§ EXCERTO DE TEXTO
▶
Ausência de diálogo e de afecto compensada com a satisfação dos caprichos

A realidade é esta: cada vez são mais visíveis os casos em que os filhos, desde tenra idade até à adolescência, agridem os seus pais. Um fenómeno que na sociedade é transversal e que pode prenunciar "um cocktail explosivo". Este foi um dos temas debatidos no 3.º Encontro Técnico da CrescerSer, no Porto, desta vez subordinado à máxima, "Eu falo contigo. Fala comigo".

É, pois, a falta de comunicação entre pais e filhos que preocupa os especialistas, para quem os progenitores se demitem das suas funções de educadores, imputando à escola essa responsabilidade. Acresce que, em casa, a autoridade marca ausência, ou revela-se pouco consistente, ou seja, incongruente. Inclusive, nas relações disfuncionais os papéis dos pais e dos filhos chegam a inverter-se.

João Belchior, um dos participantes no encontro, serviu-se das funções que exerce como director do Colégio do Barão de Nova Sintra, da Santa Casa da Misericórdia do Porto, para afirmar que "falamos muito e comunicamos pouco". Ao DN, disse ser preciso haver duas realidades que desembocam no mesmo desfecho: filhos mal amados (por excesso ou defeito) e ausência de regras. Assim, "estamos a criar ditadores que, quando novos, toda a gente acha graça", conotando os maus tratos com a forte personalidade da criança.
◀
§ COMPLETE O SEGUINTE
1) No texto sobre a violência dos filhos contra os pais, reescreva o trecho que começa em "A realidade é" e prossegue até "chegam a inverter-se.", substituindo "especialistas" por "técnicos".
2) Indique se cada afirmação está de acordo com o texto sobre a violência dos filhos contra os pais. Responda sim ou não e cite as palavras do texto que o comprovam.
(a) O 3.º Encontro Técnico da CrescerSer realizou-se em Lisboa.
(b) Os especialistas consideram que os pais atribuem à escola a responsabilidade de educar.
(c) João Belchior dirige o Colégio do Barão de Nova Sintra.
3) Dê seguimento ao texto sobre a violência dos filhos contra os pais, começando logo após a última frase apresentada.
Os itens que se seguem constituem material independente do texto sobre a violência dos filhos contra os pais.

Entradas extraídas de uma coleção:
▶
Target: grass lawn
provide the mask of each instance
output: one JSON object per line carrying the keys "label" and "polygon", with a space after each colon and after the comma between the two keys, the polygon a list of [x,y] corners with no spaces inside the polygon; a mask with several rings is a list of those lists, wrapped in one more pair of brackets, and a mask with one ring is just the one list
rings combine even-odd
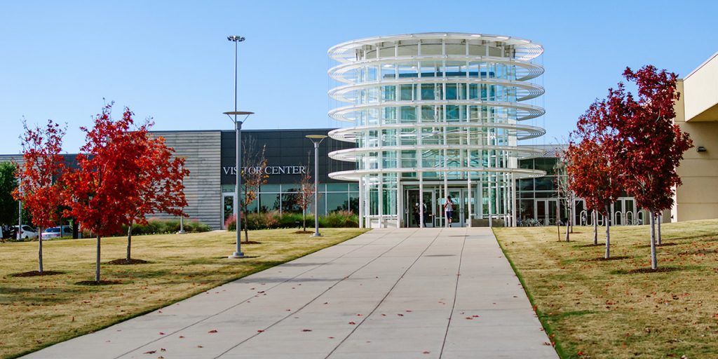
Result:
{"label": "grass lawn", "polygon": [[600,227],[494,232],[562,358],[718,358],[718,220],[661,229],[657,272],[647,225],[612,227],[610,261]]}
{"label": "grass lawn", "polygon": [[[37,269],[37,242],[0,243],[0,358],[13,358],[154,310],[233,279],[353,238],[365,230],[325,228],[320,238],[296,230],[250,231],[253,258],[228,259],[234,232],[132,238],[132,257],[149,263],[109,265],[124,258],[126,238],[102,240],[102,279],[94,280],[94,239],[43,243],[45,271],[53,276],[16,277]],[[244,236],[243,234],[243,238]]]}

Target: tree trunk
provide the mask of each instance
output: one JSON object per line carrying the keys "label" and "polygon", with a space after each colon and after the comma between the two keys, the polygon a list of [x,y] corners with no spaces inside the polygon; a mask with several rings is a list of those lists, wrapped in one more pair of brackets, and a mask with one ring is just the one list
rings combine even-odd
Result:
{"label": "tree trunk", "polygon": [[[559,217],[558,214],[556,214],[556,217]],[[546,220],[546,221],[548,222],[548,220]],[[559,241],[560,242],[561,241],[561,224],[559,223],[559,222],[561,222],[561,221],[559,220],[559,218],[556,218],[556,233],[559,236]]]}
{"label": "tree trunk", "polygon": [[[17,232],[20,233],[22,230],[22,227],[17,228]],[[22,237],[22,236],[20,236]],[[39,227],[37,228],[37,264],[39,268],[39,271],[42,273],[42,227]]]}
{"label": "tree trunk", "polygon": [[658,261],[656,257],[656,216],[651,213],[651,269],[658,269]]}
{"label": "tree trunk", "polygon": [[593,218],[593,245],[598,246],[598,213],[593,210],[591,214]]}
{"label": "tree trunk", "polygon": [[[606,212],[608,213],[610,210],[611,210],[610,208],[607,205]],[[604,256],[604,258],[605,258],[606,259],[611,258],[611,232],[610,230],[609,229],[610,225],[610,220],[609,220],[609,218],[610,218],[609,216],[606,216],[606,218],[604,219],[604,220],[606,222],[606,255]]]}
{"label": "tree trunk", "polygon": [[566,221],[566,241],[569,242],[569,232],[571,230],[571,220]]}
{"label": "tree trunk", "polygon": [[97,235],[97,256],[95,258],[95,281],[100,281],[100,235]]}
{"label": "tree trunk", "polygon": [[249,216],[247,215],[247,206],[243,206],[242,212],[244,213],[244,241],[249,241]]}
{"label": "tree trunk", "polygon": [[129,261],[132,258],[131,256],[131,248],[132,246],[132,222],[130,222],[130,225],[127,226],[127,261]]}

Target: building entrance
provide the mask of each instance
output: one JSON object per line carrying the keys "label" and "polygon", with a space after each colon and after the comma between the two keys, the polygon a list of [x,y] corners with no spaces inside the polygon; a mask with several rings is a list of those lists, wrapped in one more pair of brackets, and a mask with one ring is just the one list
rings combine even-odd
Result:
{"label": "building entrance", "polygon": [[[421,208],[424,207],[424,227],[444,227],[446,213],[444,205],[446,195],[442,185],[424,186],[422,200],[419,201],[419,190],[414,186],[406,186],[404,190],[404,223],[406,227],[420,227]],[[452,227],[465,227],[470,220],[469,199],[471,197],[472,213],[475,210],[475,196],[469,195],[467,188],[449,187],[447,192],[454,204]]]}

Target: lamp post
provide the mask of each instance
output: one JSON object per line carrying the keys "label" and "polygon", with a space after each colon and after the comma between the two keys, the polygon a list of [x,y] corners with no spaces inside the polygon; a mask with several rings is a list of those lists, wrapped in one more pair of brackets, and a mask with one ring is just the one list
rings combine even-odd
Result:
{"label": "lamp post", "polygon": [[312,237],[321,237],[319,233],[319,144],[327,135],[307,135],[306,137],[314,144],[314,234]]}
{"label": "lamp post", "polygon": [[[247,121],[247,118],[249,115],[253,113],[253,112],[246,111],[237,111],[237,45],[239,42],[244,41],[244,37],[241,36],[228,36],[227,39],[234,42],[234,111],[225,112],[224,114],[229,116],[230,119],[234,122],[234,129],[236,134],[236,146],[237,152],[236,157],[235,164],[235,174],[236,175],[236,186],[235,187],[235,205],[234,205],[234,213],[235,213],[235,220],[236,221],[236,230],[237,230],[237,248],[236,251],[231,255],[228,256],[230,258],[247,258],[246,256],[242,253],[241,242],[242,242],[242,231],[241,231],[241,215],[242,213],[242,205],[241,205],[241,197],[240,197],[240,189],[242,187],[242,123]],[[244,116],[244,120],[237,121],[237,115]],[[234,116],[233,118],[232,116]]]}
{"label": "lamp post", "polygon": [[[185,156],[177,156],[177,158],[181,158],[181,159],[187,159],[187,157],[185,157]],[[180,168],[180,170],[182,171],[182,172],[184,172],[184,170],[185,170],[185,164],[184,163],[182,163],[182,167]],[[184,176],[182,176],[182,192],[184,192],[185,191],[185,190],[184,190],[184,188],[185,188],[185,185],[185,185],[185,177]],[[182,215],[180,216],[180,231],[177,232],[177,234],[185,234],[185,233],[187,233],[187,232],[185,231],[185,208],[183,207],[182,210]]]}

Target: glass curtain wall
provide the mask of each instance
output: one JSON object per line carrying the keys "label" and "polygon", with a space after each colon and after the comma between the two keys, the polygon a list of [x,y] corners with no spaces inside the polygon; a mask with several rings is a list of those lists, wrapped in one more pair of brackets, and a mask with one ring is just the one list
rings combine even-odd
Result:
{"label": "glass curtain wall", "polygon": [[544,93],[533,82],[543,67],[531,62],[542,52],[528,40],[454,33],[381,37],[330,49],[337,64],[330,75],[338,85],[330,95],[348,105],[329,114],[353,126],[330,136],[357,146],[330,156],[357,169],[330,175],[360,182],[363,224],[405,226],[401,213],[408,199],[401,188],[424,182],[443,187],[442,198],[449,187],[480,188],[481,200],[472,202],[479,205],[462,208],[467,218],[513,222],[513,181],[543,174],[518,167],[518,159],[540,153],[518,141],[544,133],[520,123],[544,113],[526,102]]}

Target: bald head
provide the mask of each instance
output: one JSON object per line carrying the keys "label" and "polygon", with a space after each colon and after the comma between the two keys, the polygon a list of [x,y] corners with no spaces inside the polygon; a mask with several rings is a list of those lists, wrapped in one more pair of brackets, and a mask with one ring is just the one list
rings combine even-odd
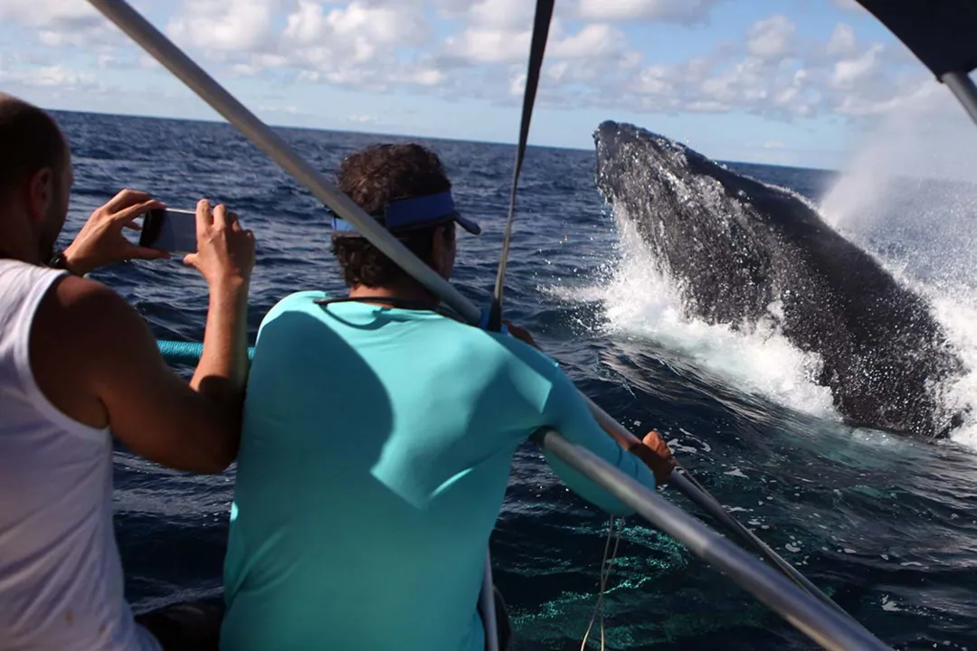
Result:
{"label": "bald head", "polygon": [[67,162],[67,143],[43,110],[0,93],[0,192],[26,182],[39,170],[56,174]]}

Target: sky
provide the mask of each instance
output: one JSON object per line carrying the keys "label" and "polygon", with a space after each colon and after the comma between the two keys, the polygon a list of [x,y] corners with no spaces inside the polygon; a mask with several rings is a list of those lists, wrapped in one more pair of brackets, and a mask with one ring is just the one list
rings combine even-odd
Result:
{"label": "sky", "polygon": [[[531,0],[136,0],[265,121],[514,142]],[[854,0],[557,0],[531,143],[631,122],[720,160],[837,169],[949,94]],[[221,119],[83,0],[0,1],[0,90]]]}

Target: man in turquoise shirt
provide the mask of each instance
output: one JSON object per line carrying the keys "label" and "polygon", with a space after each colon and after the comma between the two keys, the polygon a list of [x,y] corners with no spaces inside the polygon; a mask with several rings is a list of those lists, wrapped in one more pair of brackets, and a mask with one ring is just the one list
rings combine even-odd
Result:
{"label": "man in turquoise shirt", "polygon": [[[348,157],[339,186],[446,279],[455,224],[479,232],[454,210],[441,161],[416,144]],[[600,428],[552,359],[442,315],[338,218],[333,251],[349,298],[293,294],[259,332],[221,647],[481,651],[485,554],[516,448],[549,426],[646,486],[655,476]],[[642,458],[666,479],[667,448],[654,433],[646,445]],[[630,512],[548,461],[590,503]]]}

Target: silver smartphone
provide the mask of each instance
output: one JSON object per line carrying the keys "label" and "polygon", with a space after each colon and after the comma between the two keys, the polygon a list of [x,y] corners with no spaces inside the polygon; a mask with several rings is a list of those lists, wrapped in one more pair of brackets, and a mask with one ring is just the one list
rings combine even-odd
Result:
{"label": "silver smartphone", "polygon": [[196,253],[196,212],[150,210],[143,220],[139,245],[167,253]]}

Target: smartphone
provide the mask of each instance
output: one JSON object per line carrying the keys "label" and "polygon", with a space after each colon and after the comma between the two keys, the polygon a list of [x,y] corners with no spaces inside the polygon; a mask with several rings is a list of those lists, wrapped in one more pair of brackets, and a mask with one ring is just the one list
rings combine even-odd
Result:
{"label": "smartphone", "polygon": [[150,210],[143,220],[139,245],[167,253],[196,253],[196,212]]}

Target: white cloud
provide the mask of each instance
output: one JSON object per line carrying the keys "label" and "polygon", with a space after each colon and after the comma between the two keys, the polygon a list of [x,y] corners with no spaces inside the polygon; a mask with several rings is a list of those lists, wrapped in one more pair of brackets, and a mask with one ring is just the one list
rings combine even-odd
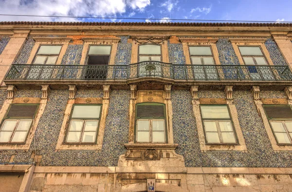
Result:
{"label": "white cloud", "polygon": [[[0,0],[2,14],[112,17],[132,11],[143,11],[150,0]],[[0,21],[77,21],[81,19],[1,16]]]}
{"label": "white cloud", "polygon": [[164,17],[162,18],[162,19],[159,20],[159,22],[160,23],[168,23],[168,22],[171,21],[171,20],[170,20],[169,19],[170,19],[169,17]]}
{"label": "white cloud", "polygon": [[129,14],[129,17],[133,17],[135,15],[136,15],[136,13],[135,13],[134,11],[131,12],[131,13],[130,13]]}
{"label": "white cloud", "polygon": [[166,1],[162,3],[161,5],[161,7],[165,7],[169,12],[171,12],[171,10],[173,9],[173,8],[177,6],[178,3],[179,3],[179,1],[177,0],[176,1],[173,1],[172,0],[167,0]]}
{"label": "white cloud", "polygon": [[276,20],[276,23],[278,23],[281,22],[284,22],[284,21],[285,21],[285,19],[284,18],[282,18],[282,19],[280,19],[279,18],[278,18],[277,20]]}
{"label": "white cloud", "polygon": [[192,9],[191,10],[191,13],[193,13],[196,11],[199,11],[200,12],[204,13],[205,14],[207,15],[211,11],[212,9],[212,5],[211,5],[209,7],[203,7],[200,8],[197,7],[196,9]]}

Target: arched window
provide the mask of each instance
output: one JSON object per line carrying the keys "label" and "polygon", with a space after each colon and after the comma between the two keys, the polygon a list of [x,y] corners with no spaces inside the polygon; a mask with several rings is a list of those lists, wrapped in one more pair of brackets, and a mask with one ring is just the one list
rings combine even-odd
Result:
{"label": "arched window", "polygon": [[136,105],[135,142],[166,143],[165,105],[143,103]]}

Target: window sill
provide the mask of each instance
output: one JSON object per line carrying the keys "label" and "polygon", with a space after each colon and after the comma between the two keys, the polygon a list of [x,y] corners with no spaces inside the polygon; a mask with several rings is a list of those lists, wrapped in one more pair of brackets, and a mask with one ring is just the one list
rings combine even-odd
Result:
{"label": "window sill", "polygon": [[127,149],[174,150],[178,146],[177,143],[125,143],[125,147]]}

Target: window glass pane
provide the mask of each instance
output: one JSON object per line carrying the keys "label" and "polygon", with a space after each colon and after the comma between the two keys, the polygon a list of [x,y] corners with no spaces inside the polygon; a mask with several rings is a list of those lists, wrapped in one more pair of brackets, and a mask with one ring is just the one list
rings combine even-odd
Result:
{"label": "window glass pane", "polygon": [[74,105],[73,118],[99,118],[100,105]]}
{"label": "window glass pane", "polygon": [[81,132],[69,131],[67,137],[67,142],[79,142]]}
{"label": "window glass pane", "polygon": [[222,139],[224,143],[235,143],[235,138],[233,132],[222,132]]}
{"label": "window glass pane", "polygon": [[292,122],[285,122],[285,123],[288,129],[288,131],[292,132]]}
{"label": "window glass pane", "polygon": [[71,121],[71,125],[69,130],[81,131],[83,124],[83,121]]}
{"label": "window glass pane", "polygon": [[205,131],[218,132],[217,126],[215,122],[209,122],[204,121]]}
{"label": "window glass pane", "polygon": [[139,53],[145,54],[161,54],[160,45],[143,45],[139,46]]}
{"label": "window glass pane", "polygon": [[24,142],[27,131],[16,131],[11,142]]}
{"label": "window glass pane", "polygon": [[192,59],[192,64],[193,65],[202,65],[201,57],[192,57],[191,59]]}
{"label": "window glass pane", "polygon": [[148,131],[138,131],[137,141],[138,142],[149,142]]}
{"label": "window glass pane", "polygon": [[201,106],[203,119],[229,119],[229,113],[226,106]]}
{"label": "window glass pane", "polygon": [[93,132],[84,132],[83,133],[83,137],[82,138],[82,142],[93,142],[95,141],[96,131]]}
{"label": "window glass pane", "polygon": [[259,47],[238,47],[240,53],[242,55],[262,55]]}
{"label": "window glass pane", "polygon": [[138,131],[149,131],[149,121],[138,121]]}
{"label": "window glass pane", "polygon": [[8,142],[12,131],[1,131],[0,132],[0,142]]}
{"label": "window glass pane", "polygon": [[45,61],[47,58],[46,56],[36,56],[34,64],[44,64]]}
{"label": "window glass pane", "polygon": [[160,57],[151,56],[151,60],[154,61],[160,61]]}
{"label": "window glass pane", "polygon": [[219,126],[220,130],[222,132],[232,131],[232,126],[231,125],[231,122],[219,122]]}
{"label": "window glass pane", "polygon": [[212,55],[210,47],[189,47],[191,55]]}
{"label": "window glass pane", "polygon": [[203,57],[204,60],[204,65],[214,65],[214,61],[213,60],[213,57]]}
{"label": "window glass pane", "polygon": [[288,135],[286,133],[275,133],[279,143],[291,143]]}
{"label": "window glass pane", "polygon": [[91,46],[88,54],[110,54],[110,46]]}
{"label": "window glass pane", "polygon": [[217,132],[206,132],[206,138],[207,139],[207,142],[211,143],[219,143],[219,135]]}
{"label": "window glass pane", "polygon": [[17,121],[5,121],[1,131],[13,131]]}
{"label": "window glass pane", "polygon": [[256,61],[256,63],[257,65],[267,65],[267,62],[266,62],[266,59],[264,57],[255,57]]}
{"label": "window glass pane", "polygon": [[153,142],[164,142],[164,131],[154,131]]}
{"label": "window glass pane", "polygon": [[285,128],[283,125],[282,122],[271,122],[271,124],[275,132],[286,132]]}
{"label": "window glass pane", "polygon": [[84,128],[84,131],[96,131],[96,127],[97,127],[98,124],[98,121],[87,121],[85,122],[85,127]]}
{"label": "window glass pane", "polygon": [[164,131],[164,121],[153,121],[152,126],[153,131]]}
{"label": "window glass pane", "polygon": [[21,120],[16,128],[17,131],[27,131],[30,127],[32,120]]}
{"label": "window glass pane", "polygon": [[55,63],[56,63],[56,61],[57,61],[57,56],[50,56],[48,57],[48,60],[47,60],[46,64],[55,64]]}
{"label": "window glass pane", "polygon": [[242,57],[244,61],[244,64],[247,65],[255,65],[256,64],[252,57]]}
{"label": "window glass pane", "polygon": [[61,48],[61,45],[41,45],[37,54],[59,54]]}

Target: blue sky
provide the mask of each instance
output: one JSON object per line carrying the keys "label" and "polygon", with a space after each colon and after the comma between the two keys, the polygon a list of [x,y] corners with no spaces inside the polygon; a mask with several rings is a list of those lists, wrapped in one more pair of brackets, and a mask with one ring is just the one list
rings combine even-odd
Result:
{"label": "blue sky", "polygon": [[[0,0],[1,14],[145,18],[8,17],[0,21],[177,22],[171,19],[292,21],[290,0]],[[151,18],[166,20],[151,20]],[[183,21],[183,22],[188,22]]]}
◀
§ LISTA DE RESPOSTAS
1)
A realidade é esta: cada vez são mais visíveis os casos em que os filhos, desde tenra idade até à adolescência, agridem os seus pais. Um fenómeno que na sociedade é transversal e que pode prenunciar "um cocktail explosivo". Este foi um dos temas debatidos no 3.º Encontro Técnico da CrescerSer, no Porto, desta vez subordinado à máxima, "Eu falo contigo. Fala comigo".

É, pois, a falta de comunicação entre pais e filhos que preocupa os técnicos, para quem os progenitores se demitem das suas funções de educadores, imputando à escola essa responsabilidade. Acresce que, em casa, a autoridade marca ausência, ou revela-se pouco consistente, ou seja, incongruente. Inclusive, nas relações disfuncionais os papéis dos pais e dos filhos chegam a inverter-se.

2)
(a) Não: "no 3.º Encontro Técnico da CrescerSer, no Porto".
(b) Sim: "os progenitores se demitem das suas funções de educadores, imputando à escola essa responsabilidade".
(c) Sim: "as funções que exerce como director do Colégio do Barão de Nova Sintra".

3)
Depois, em jeito de compensação pela inexistência de diálogo, os pais cedem aos caprichos dos filhos. É o consumismo, a rápida satisfação dos pedidos. Ora, este imediatismo "vai minando o processo educativo. Hoje, nada dá trabalho. Nem é preciso uma alavanca para abrir e fechar os vidros do carro", ilustrou João Belchior.

No entender deste técnico, proliferam os bodes expiatórios. Por exemplo, a falta de tempo. Porém, o mesmo não sucede na altura dos adultos acompanharem jogos de futebol, tão-pouco quando invadem os centros comerciais.

Neste sentido, acentuou o director do colégio de crianças carenciadas, "o facilitismo reflecte-se nas emoções". Na era da comunicação, disse, "nunca estivemos tão sós. Fala--se com o vizinho através da Net". Urge, assim, "criar um equilíbrio, resgatar o bom-senso". Daí os participantes neste encontro defenderem uma lógica de permuta de mais-valias e de conhecimentos entre instituições. Ou seja, uma colaboração mais orgânica em que a família esteja presente, mesmo na escola.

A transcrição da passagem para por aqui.